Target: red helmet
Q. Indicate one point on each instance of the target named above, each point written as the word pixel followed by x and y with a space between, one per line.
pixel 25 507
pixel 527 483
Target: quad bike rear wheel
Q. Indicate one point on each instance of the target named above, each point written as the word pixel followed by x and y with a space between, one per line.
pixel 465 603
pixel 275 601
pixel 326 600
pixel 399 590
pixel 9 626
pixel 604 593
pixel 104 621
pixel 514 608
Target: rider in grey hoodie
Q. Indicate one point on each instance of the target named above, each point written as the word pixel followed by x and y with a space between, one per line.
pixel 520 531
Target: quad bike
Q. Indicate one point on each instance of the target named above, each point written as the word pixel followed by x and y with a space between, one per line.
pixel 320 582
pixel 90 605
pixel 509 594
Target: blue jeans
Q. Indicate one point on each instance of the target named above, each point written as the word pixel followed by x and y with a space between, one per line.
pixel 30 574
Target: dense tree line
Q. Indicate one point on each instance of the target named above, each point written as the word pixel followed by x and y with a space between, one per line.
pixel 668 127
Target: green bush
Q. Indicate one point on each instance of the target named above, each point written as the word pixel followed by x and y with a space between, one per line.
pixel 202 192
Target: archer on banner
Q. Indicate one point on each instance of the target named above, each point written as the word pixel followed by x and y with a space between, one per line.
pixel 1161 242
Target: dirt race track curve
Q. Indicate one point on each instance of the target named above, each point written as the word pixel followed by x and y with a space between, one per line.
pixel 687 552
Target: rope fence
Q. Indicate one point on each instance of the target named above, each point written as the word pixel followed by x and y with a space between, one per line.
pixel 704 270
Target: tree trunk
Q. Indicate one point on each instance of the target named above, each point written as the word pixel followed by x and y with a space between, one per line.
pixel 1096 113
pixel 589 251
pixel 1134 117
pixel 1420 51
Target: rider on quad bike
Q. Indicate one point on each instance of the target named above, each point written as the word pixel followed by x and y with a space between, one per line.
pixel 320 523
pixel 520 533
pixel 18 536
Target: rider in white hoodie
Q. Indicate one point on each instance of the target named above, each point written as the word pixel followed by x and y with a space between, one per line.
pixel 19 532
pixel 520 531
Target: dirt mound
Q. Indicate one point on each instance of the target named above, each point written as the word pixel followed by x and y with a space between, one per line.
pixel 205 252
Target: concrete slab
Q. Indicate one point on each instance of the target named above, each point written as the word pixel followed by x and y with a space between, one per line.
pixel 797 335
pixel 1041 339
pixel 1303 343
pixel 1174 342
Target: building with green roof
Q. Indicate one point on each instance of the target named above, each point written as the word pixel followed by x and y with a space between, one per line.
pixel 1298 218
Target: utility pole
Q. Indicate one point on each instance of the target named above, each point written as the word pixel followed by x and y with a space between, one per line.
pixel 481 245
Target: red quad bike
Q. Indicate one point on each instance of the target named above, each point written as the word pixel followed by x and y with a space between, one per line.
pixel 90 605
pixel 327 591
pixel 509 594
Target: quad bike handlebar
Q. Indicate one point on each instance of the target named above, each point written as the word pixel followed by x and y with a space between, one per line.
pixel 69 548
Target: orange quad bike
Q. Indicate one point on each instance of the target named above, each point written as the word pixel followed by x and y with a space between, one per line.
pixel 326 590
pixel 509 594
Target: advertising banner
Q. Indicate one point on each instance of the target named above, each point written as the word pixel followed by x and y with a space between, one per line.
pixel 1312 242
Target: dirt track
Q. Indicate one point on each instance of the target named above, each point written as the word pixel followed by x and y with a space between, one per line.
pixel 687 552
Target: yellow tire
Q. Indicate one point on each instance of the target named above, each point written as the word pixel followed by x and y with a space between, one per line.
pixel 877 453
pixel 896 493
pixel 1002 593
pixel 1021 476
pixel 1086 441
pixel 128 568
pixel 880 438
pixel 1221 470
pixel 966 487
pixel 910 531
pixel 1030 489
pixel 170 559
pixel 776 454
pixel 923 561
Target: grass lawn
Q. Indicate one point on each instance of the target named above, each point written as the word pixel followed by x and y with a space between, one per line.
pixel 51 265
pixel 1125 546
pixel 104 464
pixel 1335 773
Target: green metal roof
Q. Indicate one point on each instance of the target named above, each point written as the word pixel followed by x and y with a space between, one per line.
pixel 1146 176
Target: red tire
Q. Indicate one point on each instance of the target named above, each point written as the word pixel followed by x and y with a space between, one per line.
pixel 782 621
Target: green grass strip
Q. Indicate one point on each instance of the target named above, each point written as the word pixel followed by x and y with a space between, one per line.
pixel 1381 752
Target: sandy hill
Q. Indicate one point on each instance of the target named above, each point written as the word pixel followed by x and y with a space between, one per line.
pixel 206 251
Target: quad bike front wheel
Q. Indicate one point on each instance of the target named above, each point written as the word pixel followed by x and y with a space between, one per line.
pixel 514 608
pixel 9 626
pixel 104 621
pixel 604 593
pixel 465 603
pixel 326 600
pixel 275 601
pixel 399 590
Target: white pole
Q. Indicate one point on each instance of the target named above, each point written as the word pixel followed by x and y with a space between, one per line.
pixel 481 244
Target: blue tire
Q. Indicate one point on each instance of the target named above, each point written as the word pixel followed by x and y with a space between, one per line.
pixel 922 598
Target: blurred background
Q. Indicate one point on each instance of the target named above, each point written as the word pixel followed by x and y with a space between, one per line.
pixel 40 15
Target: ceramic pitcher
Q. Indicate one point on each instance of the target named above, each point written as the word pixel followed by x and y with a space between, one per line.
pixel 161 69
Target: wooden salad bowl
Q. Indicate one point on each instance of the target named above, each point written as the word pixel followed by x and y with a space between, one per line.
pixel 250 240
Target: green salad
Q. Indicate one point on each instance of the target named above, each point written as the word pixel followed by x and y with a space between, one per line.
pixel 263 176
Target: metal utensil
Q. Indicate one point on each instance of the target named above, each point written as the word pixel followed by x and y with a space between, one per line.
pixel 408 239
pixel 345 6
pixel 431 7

**What needs to be done**
Go through the material above and set each line down verbatim.

**Result below**
Target: red helmet
Q. Indicate one point on each instance of the target named above, each point written as the word pixel followed by x and y with a space between, one per line.
pixel 25 507
pixel 527 483
Target: quad bike rear wheel
Q. Indicate one point on each instance of the target named above, each point written as the word pixel followed by x and y with a space between, one per line.
pixel 465 603
pixel 275 601
pixel 326 600
pixel 399 590
pixel 9 626
pixel 604 593
pixel 104 621
pixel 514 608
Target: rider in grey hoodie
Q. Indicate one point on each instance of the target named above, each point written as the word pixel followed by x and y with a space between, one per line.
pixel 520 531
Target: quad bike
Q. Indicate one point on each instance of the target named above, each point written as the word pixel followed by x and y with a space between, one per line.
pixel 320 582
pixel 90 605
pixel 509 594
Target: blue jeans
Q. Indicate one point on each instance of the target named above, each point written as the word pixel followed by x and y with a space between, one per line.
pixel 30 574
Target: dense tree line
Q. Indicate one point on each instance of the target named above, each point written as the word pixel followed by x and y with a space between, one per line.
pixel 668 127
Target: green bush
Q. Indicate one point on each instance of the target named above, each point written as the word pixel followed by x and y with a space between, one per line.
pixel 202 192
Target: archer on banner
Q. Indicate one point on each instance of the target named above, each point written as the word pixel followed by x and y with a space between, one per line.
pixel 1161 242
Target: dirt race track curve
Q. Indicate one point on each instance of the target named above, each point written as the word pixel followed by x and y with a space between, one per line.
pixel 687 552
Target: rope fence
Q. Indicate one point on each instance of the target named above, each point written as the word pixel followed by x and y with a space between, one per line.
pixel 704 270
Target: tree trunk
Q. Indicate one point on each instance of the target named above, each point written as the word pixel followed by x and y with a space between, one per line.
pixel 1096 113
pixel 589 251
pixel 1134 117
pixel 1420 51
Target: rider on quad bike
Q. Indicate one point on each instance of the target named above, each point written as the word pixel followed by x and y with a space between, one per line.
pixel 320 523
pixel 520 533
pixel 18 536
Target: rider in white hoodie
Q. Indicate one point on each instance of the target named above, each point written as the word pixel followed by x and y with a space between, one per line.
pixel 19 532
pixel 520 531
Target: dirt mound
Q. Indicate one point on each instance of the target named above, each point written as the word pixel followed by x and y with a space between, one per line.
pixel 205 252
Target: concrete slab
Q. Indicate one point on each instance of the target named above, each point written as the word pixel followed by x and y with a space between, one per line.
pixel 797 335
pixel 1041 339
pixel 1303 343
pixel 1174 342
Target: building with green roof
Q. Indicate one point on each instance of the target named above, each point written as the word pixel followed by x and y with a space between, one per line.
pixel 1298 218
Target: utility pole
Q. Indicate one point on each instance of the target named above, each point written as the word pixel followed by x and y with a space between, one per line.
pixel 481 245
Target: red quad bike
Q. Indicate one point on each instance of the target named above, each point written as the word pixel followed by x and y with a space between, one per line.
pixel 90 605
pixel 327 591
pixel 509 594
Target: quad bike handlebar
Q. Indicate one point on each instance of the target named above, each point written as the word pixel followed by x and y with a space between, one per line.
pixel 69 548
Target: orange quad bike
Q. Indicate one point on each instance of the target named above, each point written as the word pixel followed by x and y with a space between, one per line.
pixel 326 590
pixel 509 594
Target: advertising banner
Q. Indicate one point on each instance of the target named above, each point written as the word pixel followed by x and y with a space between, one per line.
pixel 1312 242
Target: dirt track
Q. Indicate one point on each instance of the target named above, each point written as the word pixel followed by x and y with a space between, one per line.
pixel 687 552
Target: yellow tire
Q. Indicate one point on each instance of the target named above, each point written as the word pixel followed by x and y with a space between, one per line.
pixel 877 453
pixel 896 493
pixel 1002 593
pixel 1021 476
pixel 1086 441
pixel 128 568
pixel 880 438
pixel 1221 470
pixel 966 487
pixel 910 531
pixel 1030 489
pixel 170 559
pixel 776 454
pixel 923 561
Target: grass lawn
Q. Indicate one point on each instance of the target named above, each point written as the word pixel followed by x and y with a space between, one per line.
pixel 51 265
pixel 1125 546
pixel 104 464
pixel 1335 773
Target: green metal roof
Q. Indicate one point on each instance of the target named above, each point written as the word pixel followed by x and y with a space between, one per line.
pixel 1146 176
Target: red tire
Q. Indicate one point on each instance of the target named above, each point written as the word pixel followed by x and y with a space between, one per line.
pixel 782 621
Target: green grass strip
Q. Indicate one point on each instance of the target named above, each point written as the word pixel followed by x and y with a space between, one per line.
pixel 1381 752
Target: sandy hill
Q. Indicate one point on each instance of the target named above, each point written as the word pixel followed by x and y with a space between, one per line.
pixel 206 251
Target: quad bike front wheel
Q. Indicate one point on each instance of the target named above, each point written as the word pixel followed by x and y with a space between, one per line.
pixel 514 608
pixel 9 626
pixel 104 621
pixel 604 593
pixel 465 603
pixel 326 600
pixel 275 601
pixel 399 590
Target: white pole
Q. Indicate one point on each instance of the target named above, each point written as the word pixel followed by x and y with a space between, one per line.
pixel 481 244
Target: blue tire
Q. Indicate one point on each instance of the target named above, each point written as the word pixel followed by x and y with a space between, one per line.
pixel 922 598
Target: blurred background
Q. Indicate one point on each instance of the target named above, each point written as the word pixel followed by x and y with a space between, one per line.
pixel 40 15
Target: ceramic pitcher
Q. Indicate one point on each instance of the target named above, each point written as the word pixel followed by x and y with a space between, one per line.
pixel 161 69
Target: wooden salad bowl
Q. Indicate one point on each instance of the target named above, each point written as the word pixel followed by x and y with a space between, one per line.
pixel 250 240
Target: green salad
Q. Indicate one point on each instance of the target named above, each point written as the word pixel followed by x and y with a space between, one per line.
pixel 263 176
Target: metal utensil
Q. Indicate one point on each instance of the target named above, each point written as the word pixel followed by x and y with a space between, one per line.
pixel 408 239
pixel 345 6
pixel 431 7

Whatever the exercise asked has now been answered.